EXERCISE GOAL: Using the excerpt about the New Tendency, explain in one to three sentences why attempts to get people to stop smoking in meetings failed.

The New Tendency was a strange concoction. It somewhat resembled the failed bagels that Lissa described in her letter: the ingredients and recipe (the people and the theory) seemed to be good, but the results were not. It’s a complicated story which has drawn some academic interest in recent years. Gary Kinsman, a sociologist at Laurentian University who has been doing research on ‘Autonomist Activism in the 1970s,’ interviewed me about my experiences with the New Tendency, and I then put him in touch with Lissa, whom he subsequently interviewed in Winnipeg. Hopefully his future work will incorporate her words and her reflections on her days in the New Tendency.

The New Tendency was a textbook example of what Jo Freeman called “The Tyranny of Structurelessness.” A handful of men connected by personal relationships made all the important decisions while blocking every attempt to create a more accountable structure. The idea of electing a steering committee, for example, was rejected as too bureaucratic and dangerously close to Leninism. Even attempts to get people to stop smoking in meetings failed because there was no ‘consensus’ – i.e. the smokers, who included several men in the leadership group, wouldn’t agree to stop. People like Lissa and Joy S., who were severely affected by cigarette smoke, were out of luck.

On of the key concepts that emerged in the New Tendency was ‘refusal of work.’ The observation that industrial workers resisted work in various ways, such as slow-downs, walkouts, calling in sick, sabotage, etc., was presented as the basis of a strategy for workers to assert their power. To a group of men who put male industrial workers at the centre of their theories of social change, this seemed to make sense.

DATA LISTING:
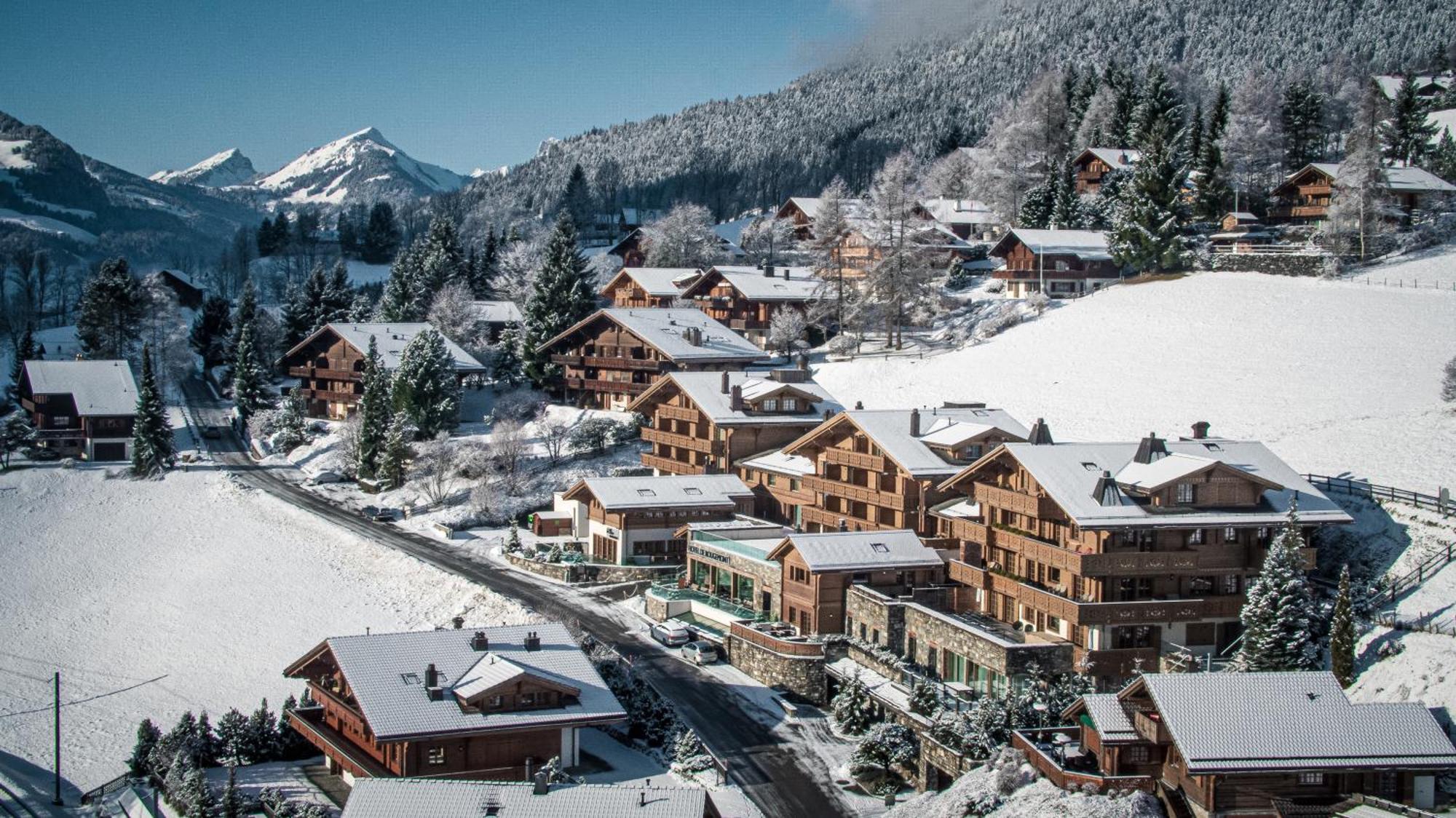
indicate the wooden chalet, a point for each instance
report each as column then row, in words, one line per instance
column 705, row 423
column 1093, row 165
column 81, row 408
column 617, row 354
column 748, row 298
column 649, row 286
column 330, row 365
column 820, row 568
column 1307, row 196
column 876, row 471
column 1247, row 744
column 1071, row 263
column 1129, row 551
column 481, row 705
column 637, row 520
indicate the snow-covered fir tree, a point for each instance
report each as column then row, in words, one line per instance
column 561, row 298
column 1343, row 632
column 152, row 448
column 1278, row 609
column 424, row 388
column 375, row 410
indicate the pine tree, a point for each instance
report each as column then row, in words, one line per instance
column 1343, row 634
column 375, row 411
column 424, row 388
column 152, row 448
column 248, row 378
column 395, row 453
column 1278, row 609
column 141, row 762
column 563, row 296
column 509, row 369
column 110, row 312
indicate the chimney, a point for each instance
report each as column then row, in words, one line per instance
column 1040, row 434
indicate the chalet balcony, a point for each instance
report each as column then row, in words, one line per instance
column 857, row 459
column 682, row 442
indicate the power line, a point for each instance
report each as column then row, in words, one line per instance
column 84, row 701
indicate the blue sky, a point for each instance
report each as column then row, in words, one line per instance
column 461, row 84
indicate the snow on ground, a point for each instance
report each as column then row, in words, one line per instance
column 218, row 587
column 1334, row 376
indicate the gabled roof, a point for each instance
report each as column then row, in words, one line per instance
column 860, row 551
column 1087, row 245
column 705, row 391
column 387, row 676
column 890, row 430
column 1289, row 721
column 666, row 328
column 669, row 491
column 787, row 283
column 98, row 388
column 436, row 798
column 1071, row 475
column 392, row 340
column 657, row 282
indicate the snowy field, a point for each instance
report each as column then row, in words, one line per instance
column 1334, row 376
column 213, row 586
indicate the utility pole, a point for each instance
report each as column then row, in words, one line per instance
column 58, row 801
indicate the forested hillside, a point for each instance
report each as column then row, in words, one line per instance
column 845, row 120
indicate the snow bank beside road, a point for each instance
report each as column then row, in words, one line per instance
column 219, row 587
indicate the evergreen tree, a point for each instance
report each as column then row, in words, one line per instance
column 152, row 446
column 509, row 369
column 1409, row 132
column 1302, row 117
column 248, row 378
column 375, row 413
column 1276, row 616
column 381, row 238
column 1343, row 634
column 141, row 762
column 110, row 312
column 210, row 331
column 395, row 453
column 563, row 296
column 424, row 388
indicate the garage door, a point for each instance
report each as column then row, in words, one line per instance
column 110, row 452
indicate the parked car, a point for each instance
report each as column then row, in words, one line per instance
column 701, row 653
column 672, row 634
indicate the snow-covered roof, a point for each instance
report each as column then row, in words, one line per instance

EXERCISE RESPONSE: The attempts failed because there was no "consensus." The smokers, including several men in the leadership group, wouldn't agree to stop.